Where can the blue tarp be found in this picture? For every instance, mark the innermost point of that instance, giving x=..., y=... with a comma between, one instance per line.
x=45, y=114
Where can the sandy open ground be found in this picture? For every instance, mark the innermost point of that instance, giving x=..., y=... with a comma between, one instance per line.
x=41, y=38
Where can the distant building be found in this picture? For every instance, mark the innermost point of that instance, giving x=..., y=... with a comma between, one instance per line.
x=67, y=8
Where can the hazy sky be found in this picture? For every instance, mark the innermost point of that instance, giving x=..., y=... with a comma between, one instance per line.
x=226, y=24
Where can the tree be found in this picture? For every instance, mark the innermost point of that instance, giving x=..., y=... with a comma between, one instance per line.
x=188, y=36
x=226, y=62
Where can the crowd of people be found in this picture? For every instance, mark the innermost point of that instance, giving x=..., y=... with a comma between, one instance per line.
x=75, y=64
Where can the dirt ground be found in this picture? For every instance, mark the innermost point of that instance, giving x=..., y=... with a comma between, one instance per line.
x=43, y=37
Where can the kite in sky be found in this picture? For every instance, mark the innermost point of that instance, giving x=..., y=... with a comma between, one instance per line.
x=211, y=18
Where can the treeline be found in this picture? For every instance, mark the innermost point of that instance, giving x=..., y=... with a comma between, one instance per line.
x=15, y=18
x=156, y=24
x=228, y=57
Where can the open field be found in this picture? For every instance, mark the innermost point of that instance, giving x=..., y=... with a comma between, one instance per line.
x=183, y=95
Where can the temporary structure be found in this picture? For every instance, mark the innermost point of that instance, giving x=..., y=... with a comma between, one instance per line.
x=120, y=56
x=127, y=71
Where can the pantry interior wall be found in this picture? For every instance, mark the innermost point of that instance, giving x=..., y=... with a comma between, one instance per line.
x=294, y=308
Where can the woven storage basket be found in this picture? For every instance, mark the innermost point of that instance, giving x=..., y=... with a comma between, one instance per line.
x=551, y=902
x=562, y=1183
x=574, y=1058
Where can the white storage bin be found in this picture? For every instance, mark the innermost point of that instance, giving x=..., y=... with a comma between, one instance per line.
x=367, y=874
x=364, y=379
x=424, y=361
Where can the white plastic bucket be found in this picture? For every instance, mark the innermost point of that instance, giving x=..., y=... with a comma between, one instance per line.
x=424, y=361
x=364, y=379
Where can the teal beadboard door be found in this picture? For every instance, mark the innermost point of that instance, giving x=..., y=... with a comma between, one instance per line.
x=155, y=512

■ **Task instructions**
Repeat the whole of the data above exactly, keeping every word.

■ **Solution for this problem**
Where can the blue tarp be found in this picture? For every instance, mark the innermost point of that instance, giving x=..., y=... with a comma between, one instance per line.
x=45, y=114
Where can the sandy open ground be found in this picture? For every instance, mark the innermost point of that instance, giving x=..., y=... with a comma between, one instance per line.
x=41, y=38
Where can the distant building be found in this picture? For every instance, mark the innermost point of that instance, giving x=..., y=... with a comma between, one instance per line.
x=67, y=8
Where can the hazy sky be found in this picture? For every instance, mark the innermost point of that instance, giving x=..., y=... with a comma between, one instance per line.
x=226, y=24
Where can the tree be found in this picture? For every instance, mark the innermost point of that instance, giving x=..., y=... with a comma between, one instance per line.
x=188, y=36
x=226, y=62
Where can the crowd of people be found in this picture? For every instance, mark the innermost point of that instance, giving x=..., y=... with a comma between, one instance per line.
x=75, y=64
Where can the dirt ground be found in this picture? For every instance, mark the innermost point of that instance, giving x=..., y=... with a comma between, one instance per line.
x=43, y=37
Where can the kite in sky be found in this picture? For every instance, mark the innermost point of that instance, giving x=..., y=... with a comma between, one instance per line.
x=211, y=18
Where can the treeline be found in this picture? For every instance, mark the innermost point of that instance, giving x=..., y=... with a comma between, one instance per line.
x=15, y=18
x=156, y=24
x=228, y=57
Where can the open field be found in this picture? For every instance, mark the innermost point of that instance, giving x=..., y=... with a comma between, one instance per line.
x=183, y=95
Where can the temporary structure be found in this picture? For every instance, mark the innermost point of that instance, giving x=..., y=... with a comma between, one instance per line.
x=120, y=56
x=127, y=71
Where can the pantry interior wall be found in this picture? For every instance, mark the innermost point of that instance, giving x=..., y=... with a comma between, one instance per line.
x=294, y=308
Where can the woven storage basket be found in this picture? For every instance, mark the innermost point of that instance, giving x=..., y=... with a comma between, one instance per line.
x=551, y=902
x=562, y=1183
x=574, y=1058
Where can the white storage bin be found in this picture? For every instance, mark the innermost point of that instance, giving x=..., y=... with a comma between, one instance per line.
x=367, y=874
x=364, y=379
x=424, y=361
Where can the white plastic bucket be found in this picture? For every instance, mark the innermost point of that instance, giving x=..., y=... with a comma between, one instance per line.
x=424, y=361
x=364, y=379
Where can the teal beadboard door be found in this picture? For every instance, mark the innermost point of that instance, giving x=..., y=... with a comma between, one instance per line.
x=155, y=512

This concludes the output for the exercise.